AIM: Update the listing below by changing every "Return value" to "Output" and keeping all other text the same. Leave the pictures out of your version.

# START OF RECORDS FOR PROCESSING

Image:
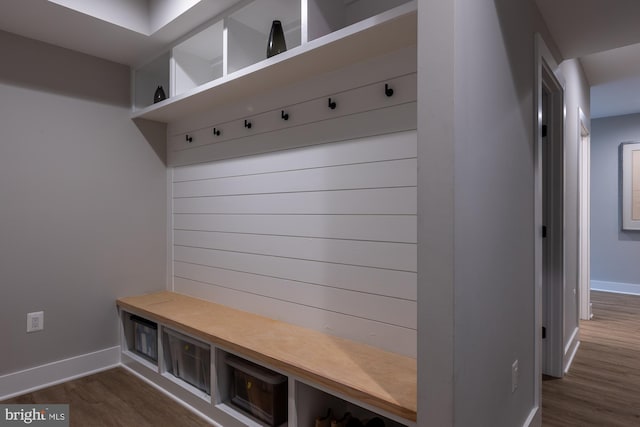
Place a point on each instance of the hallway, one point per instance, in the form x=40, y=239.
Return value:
x=602, y=387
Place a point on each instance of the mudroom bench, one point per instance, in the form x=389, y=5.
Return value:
x=208, y=355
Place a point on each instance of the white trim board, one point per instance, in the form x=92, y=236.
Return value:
x=616, y=287
x=53, y=373
x=570, y=349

# END OF RECORDS FOR PROCESSING

EXPECTED OUTPUT:
Image:
Place a point on each instance of the hallway, one point per instance, in the form x=40, y=239.
Output:
x=602, y=387
Place a point on each instance of the mudroom bench, one point per instance, in the form x=389, y=5.
Output:
x=208, y=355
Place a point on each instance of the white trim board, one point per instance, in the form x=92, y=236.
Output:
x=616, y=287
x=53, y=373
x=570, y=349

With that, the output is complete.